# EXTRACT
---*---
Purpose
The aim here is to parse your file-names identifying suitable textual file dates and times, where you have incorporated something suitable in the file-name, and changing file dates as saved on disk accordingly. Suitable dates can be re-used by saving file-choices as favourites.
Mask Syntax
The procedure reads any file-names in the Folder to process (and optionally its sub-folders) and attempts to parse them. If an indicator is found it will record a suitable date combination. Then if the date can be recognised in the computer file system (after January 1st 1980) it will register the file's date as desired.
Suitable indicators of textual date are
YY or YYYY year, two or four digits (YY=a 19th, 20th or 21st Century date depending on the choice set above)
MM month
DD day
* skip all characters until a digit is found
The procedure doesn't understand words such as "December" or "Five", it only uses digits. Any character other than Y,M,D,* in the mask simply gets ignored.
Show file Dates & Times
If you choose this button, the program simply examines all the text files found and lists all different file-dates and times as stored on the file system, ignoring the Mask. It lists results in the Results file. The point of it is to check whether your texts cover the range of times & dates you expect.
---*---
# DATA EXCERPT
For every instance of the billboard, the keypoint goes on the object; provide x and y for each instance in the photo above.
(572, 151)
---*---
# WHAT YOU HAVE TO DO
Extend the instructions on setting file dates from file-names, which appear above the listing, by continuing from their last sentence.

# TASK OUTPUT
Make list and set file date using Mask
The program will always add each entry found to a simple text file (Results file) listing its file-name and adding a suitable date as expected in the auto-date procedure, (or <no date found> if the mask didn't match a valid date). In addition, where the result is 1st January 1980 or later, it will set the file's time and date in the operating system to the date as parsed, so that WordSmith will automatically match the date of the text contents to the date stored on disk.
When all files have been processed, the program opens the list of files in Notepad or equivalent. Use it afterwards in the auto-date procedure within file-choosing and save your preferred text files as favourites.
The idea is to find a header in each text and extract the date, then set the file-system to that date. Use the Find header date and set it button.
If the required header is found in the text the file will get its date set to that date.
Example: the setting shown in the screen-shot with header as Date and the English-language months listed with commas separating them will find
the year 2022, month 12 and day 31 in this text. Then it will ensure the file is set to that date.
Examples
The example in the picture above looks at each text file. If its file-name starts with any five characters, then an underscore, then five more characters, then another underscore, then a two-digit sequence, an underscore, another 2-digit sequence, another underscore, four digits, another underscore it will try to assume the first two digits are a day (between 1 and 31), the second two are a month (1-12) and the other four are a year. If all these assumptions are OK it will list the file with that date in a text file (c:\temp\result_dates.txt) and if the date is later than 1980, set the file's date in the computer's file system to the correct date desired, thus matching its file-name.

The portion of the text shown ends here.